Point annotation records:
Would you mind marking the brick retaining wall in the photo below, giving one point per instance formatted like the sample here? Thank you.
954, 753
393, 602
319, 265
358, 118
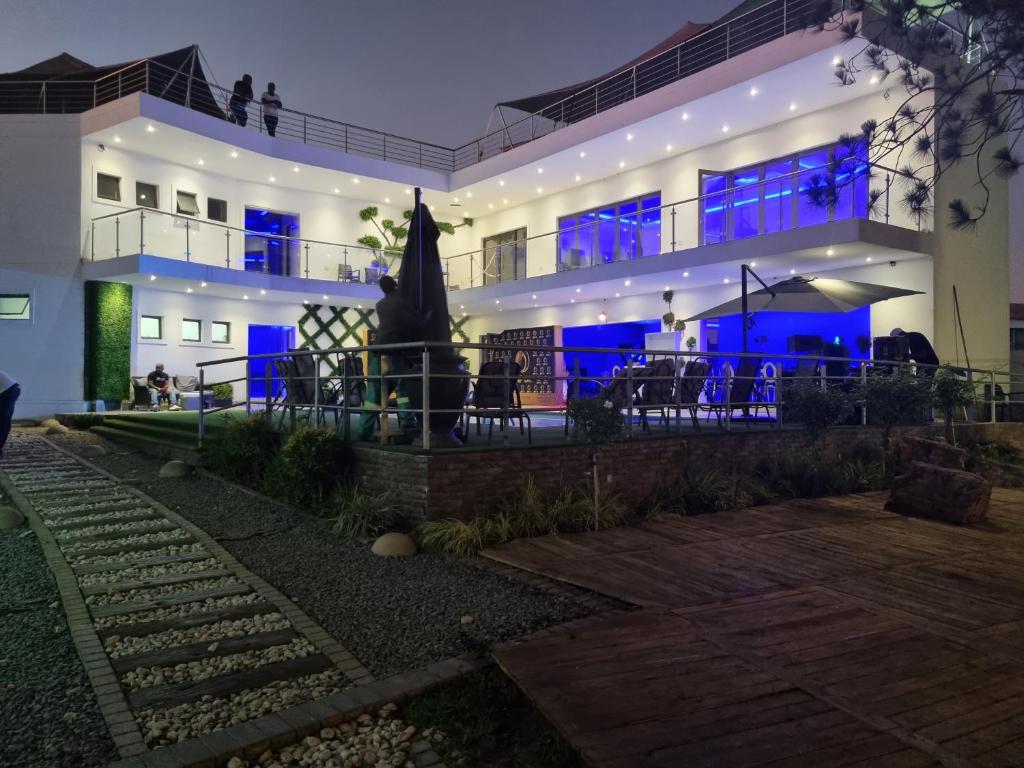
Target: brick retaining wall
466, 482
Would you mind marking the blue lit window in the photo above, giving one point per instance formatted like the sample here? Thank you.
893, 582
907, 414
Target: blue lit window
620, 231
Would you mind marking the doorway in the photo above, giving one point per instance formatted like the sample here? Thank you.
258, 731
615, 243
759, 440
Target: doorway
267, 247
267, 340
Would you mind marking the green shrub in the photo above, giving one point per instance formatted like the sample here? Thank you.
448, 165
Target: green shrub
595, 420
363, 514
815, 408
244, 450
80, 421
308, 467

Task requirements: Write out all of the material above again, swapping each "photo" for "image" and leaving everything else the same. Leave the pictures out.

Reply:
Would you mind marking the brick retaining wall in the image below, giving one point per instance formatted like the sample here? Thank you.
954, 753
393, 602
319, 265
358, 118
Target: brick retaining wall
466, 482
Would you mind marking the blue lit window in the image above, giving one point per instance formatted like the sample here? Thank you.
893, 582
907, 414
Target: blue lit window
620, 231
Would you mind marking the doorway in the image above, giving one point per instance formatted like the sample here? Thank you.
258, 731
615, 243
759, 440
Target: doorway
267, 247
267, 340
Would you mind marking the green shrub in the image above, giving one point per instance formatted like the sample here? Thank you.
448, 165
Target: green shrub
595, 420
363, 514
815, 408
244, 450
80, 421
308, 467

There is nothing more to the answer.